-- Data records follows --

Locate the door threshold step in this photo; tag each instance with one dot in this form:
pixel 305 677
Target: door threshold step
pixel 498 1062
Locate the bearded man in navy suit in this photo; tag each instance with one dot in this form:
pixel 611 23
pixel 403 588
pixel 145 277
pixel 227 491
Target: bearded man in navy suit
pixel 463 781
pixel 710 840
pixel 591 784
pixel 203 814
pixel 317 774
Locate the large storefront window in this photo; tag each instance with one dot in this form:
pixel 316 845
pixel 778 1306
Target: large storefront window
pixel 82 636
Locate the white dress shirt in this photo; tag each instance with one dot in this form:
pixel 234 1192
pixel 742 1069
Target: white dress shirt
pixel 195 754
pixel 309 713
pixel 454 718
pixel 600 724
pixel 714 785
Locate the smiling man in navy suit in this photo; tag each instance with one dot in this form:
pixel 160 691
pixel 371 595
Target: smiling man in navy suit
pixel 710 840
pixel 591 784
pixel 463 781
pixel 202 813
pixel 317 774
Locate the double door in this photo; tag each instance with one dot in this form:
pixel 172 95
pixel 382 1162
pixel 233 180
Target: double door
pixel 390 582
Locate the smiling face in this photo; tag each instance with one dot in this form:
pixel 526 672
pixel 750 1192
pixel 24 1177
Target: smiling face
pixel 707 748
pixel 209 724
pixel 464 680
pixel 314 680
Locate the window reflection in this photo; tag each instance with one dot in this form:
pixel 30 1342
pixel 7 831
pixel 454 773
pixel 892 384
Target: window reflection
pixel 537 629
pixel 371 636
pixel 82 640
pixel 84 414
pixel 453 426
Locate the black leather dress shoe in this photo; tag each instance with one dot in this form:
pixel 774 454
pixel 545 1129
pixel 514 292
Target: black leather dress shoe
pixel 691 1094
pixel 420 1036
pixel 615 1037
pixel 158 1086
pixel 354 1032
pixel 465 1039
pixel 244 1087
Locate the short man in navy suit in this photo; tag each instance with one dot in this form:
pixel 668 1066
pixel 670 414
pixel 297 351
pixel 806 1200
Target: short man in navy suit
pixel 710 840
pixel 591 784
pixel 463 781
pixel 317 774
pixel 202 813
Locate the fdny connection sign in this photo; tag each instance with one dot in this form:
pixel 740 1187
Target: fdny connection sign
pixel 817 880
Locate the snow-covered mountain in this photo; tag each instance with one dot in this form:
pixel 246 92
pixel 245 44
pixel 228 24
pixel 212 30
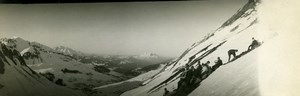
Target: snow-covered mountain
pixel 236 78
pixel 59 67
pixel 17 79
pixel 73 68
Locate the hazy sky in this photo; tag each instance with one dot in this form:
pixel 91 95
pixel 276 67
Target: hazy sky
pixel 165 28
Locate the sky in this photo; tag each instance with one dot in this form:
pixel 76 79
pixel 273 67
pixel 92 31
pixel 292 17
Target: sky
pixel 128 28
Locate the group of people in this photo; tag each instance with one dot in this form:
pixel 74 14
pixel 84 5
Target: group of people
pixel 191 75
pixel 232 52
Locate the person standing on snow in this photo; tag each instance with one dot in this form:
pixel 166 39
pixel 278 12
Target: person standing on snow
pixel 219 62
pixel 253 45
pixel 232 52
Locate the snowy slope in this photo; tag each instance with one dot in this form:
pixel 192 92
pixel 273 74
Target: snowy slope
pixel 237 78
pixel 17 79
pixel 69 51
pixel 43 60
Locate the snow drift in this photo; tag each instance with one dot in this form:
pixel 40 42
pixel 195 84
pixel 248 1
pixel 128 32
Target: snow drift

-- Data records concluded --

* **Exercise requirements**
Pictures should be skipped, and the records retyped word for word.

* **Finished task**
Locate the door threshold step in this photo; tag each instance with one dot in this form:
pixel 305 677
Target: door threshold step
pixel 498 1062
Locate the bearded man in navy suit in this photo; tag each instance with one dot in this form:
pixel 611 23
pixel 403 588
pixel 145 277
pixel 227 491
Target: bearded man in navy suit
pixel 463 781
pixel 710 840
pixel 591 784
pixel 203 814
pixel 317 774
Locate the large storefront window in this photo; tag each instance with one dot in this form:
pixel 316 845
pixel 778 1306
Target: large storefront window
pixel 82 636
Locate the white dress shirt in this photo; tag each instance with one dot in this form:
pixel 234 1192
pixel 742 1069
Target: white dress shirt
pixel 195 754
pixel 309 713
pixel 454 718
pixel 600 724
pixel 714 785
Locate the smiling man in navy suit in this photo; tag each instance with one dot in this form:
pixel 160 691
pixel 371 595
Target: smiling man in navy suit
pixel 710 840
pixel 591 784
pixel 463 781
pixel 202 813
pixel 317 774
Locate the double door in this photo; tag each instance with one dot in this form:
pixel 172 95
pixel 382 1162
pixel 233 180
Target: double door
pixel 390 582
Locate the smiling face in this photo; tag each instance with one dot in this form:
pixel 526 672
pixel 750 1192
pixel 24 1177
Target: smiling face
pixel 707 748
pixel 209 724
pixel 464 680
pixel 314 680
Locate the window reflection in this photo; tag each instance with one dot in this form:
pixel 30 1342
pixel 7 831
pixel 454 773
pixel 892 384
Target: window reflection
pixel 537 629
pixel 371 636
pixel 82 640
pixel 84 414
pixel 453 426
Locate the black leather dress shoe in this photo; tag each instance with one dot in this form:
pixel 774 454
pixel 545 1129
pixel 514 292
Target: black leather dress shoe
pixel 691 1094
pixel 420 1036
pixel 615 1037
pixel 158 1086
pixel 354 1032
pixel 465 1039
pixel 244 1087
Locate the short man in navy suit in this photo; tag each instance with one dot in this form:
pixel 668 1066
pixel 670 414
pixel 297 351
pixel 806 1200
Target: short man in navy suit
pixel 710 840
pixel 591 784
pixel 463 781
pixel 317 774
pixel 202 813
Locate the fdny connection sign in this photo; tag each instance with one dot in this form:
pixel 740 1187
Target: fdny connection sign
pixel 817 880
Locate the snow-covered mountain in this photo; tag each instance with one dot in this form:
pixel 246 92
pixel 245 44
pixel 228 24
pixel 212 30
Target: snow-covered mountain
pixel 236 78
pixel 59 67
pixel 17 79
pixel 73 68
Locate the hazy sky in this photo; tag each instance with one dot in this form:
pixel 91 95
pixel 276 67
Target: hazy sky
pixel 165 28
Locate the sky in this photo; tag each instance with one dot in this form:
pixel 76 79
pixel 273 67
pixel 92 31
pixel 292 17
Target: sky
pixel 128 28
Locate the group of people in this photo; tag each instance with one dot in this form:
pixel 74 14
pixel 84 5
Target: group of people
pixel 191 75
pixel 232 52
Locate the person standing on snow in this photo; tag each instance with one dot in this form:
pixel 166 39
pixel 278 12
Target: person standing on snow
pixel 219 62
pixel 253 45
pixel 232 52
Locate the snowy slope in this photo; tag each instance with one dot in this form:
pixel 192 92
pixel 273 74
Target: snowy slope
pixel 237 78
pixel 17 79
pixel 69 51
pixel 43 60
Locate the snow drift in this photo; tag each instance with one dot in this form:
pixel 40 42
pixel 195 84
pixel 248 1
pixel 128 32
Target: snow drift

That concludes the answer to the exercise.